| Directions for this task |
Reproduce word for word the passage of the LS10 processor review from "The LS10 ‘Luxury" up to and including "Genesis’ £900k ‘ICE’ demonstration cinema.".

| Source text |
-=-=-
The LS10 ‘Luxury Series’ processor is a more affordable version of their current reference and award winning RS20i processor, regarded by many in the industry as the best home cinema processor currently available. In order to provide Auro3D 13.1 sound the LS10 features 15 digital audio channels and extensive equalization functionality.
As well as Auro3D, the LS10 also works with most other sound formats including Dolby TrueHD, DTS-HD Master Audio and DTS Neo:X.
The demonstration was held in Bracknell, Berkshire at the offices of Genesis Technologies. Champagne and sandwiches were on offer as members of Datasat, Auro Technologies and Genesis all presented about both the Auro3D experience and the LS10. Once the talks were over, the really good bit began; we were invited to test Auro3D for ourselves in Genesis’ £900k ‘ICE’ demonstration cinema.
I always think that you know you are in for a good experience when the cinema has couches instead of individual seats. My thinking definitely held up on this one. We were played a 20 minute demonstration video. The first ten minutes or so were filled with explanation and examples of what Auro3D could do; the most interesting element of this section for me was when it demonstrated the difference that each layer of sound has. The video played a couple of sequences with just 5.1 surround and then added the height layer and then the ‘Voice of God’ top layer and finally removed them again. It was easy to see what was happening, the sound was increasing but so was the depth and life of the sound. There was one sequence in particular that struck me. It was a countryside location and as a tractor drove past it was ridiculously lifelike in 3D, it really felt as if a five tonne tractor was brushing past my shoulder.
The second section of the demonstration video consisted of a number of sequences from films released in Auro3D including Turbo, Red Wings and Elysium. For me the highlight of this section came from the Dutch film ‘The Blitz’. It was a war scene or a small town being bombed in the Biltz, never have I really been able to really comprehend what it must be like to be in a situation like that, although I would imagine it was still very far from being an actually warzone, this was the closest I had ever felt to the real thing. You could say I was immersed.
-=-=-
Image point grounding data
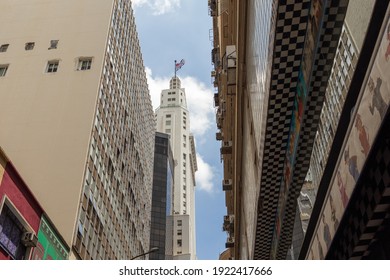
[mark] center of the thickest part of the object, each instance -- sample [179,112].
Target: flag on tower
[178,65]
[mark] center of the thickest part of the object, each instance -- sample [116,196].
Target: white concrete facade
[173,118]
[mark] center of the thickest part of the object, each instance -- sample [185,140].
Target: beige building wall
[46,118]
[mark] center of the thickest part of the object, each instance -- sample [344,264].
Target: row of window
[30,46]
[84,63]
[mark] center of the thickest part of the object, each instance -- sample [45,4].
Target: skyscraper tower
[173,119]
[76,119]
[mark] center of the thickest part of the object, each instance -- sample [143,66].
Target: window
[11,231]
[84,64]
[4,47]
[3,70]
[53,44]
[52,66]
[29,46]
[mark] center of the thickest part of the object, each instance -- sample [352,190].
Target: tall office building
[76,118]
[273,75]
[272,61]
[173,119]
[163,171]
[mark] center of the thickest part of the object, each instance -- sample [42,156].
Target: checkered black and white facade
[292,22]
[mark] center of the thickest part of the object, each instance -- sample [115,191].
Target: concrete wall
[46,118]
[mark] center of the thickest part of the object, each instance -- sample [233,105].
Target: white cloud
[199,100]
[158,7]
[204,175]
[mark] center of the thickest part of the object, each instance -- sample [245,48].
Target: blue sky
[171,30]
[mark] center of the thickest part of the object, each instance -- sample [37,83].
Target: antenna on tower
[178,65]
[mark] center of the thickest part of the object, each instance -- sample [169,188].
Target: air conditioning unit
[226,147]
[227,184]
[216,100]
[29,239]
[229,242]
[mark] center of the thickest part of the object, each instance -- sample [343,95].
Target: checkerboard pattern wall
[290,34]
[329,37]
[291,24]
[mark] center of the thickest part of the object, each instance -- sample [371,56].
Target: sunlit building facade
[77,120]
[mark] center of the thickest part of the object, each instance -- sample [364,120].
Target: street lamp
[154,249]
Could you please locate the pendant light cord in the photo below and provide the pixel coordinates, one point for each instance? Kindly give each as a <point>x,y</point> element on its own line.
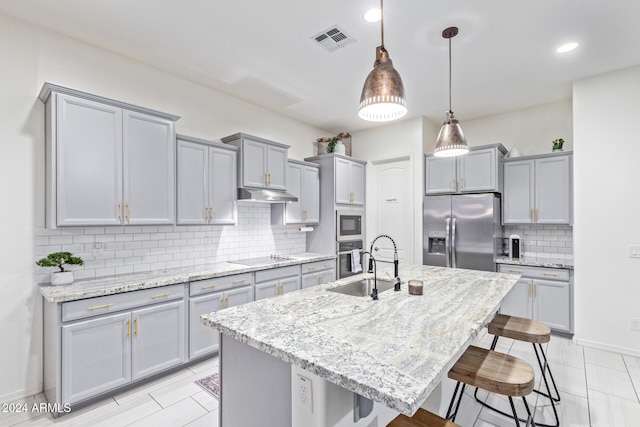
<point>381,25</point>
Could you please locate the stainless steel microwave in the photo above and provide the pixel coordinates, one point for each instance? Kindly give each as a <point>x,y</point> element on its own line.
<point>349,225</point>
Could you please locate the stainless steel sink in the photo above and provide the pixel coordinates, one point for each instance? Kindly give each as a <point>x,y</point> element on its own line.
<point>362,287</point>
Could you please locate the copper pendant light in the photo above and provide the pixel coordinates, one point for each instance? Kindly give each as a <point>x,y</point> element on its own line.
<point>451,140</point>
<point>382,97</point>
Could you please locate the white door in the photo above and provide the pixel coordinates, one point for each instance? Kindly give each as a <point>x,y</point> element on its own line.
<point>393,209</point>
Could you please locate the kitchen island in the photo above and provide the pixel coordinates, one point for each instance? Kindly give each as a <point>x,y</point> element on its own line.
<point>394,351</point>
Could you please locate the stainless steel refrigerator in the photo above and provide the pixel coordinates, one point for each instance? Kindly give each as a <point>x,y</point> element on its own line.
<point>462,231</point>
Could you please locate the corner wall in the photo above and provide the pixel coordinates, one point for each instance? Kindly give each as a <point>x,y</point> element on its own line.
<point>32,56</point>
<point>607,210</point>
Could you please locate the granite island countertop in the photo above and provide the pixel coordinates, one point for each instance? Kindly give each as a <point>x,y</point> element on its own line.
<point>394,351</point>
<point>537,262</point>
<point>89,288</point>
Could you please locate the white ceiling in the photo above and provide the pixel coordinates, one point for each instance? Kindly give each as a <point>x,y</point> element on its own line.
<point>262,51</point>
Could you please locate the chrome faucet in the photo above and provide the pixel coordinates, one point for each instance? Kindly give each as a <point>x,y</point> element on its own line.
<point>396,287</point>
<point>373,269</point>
-=-=-
| Exercise response |
The LS10 ‘Luxury Series’ processor is a more affordable version of their current reference and award winning RS20i processor, regarded by many in the industry as the best home cinema processor currently available. In order to provide Auro3D 13.1 sound the LS10 features 15 digital audio channels and extensive equalization functionality.
As well as Auro3D, the LS10 also works with most other sound formats including Dolby TrueHD, DTS-HD Master Audio and DTS Neo:X.
The demonstration was held in Bracknell, Berkshire at the offices of Genesis Technologies. Champagne and sandwiches were on offer as members of Datasat, Auro Technologies and Genesis all presented about both the Auro3D experience and the LS10. Once the talks were over, the really good bit began; we were invited to test Auro3D for ourselves in Genesis’ £900k ‘ICE’ demonstration cinema.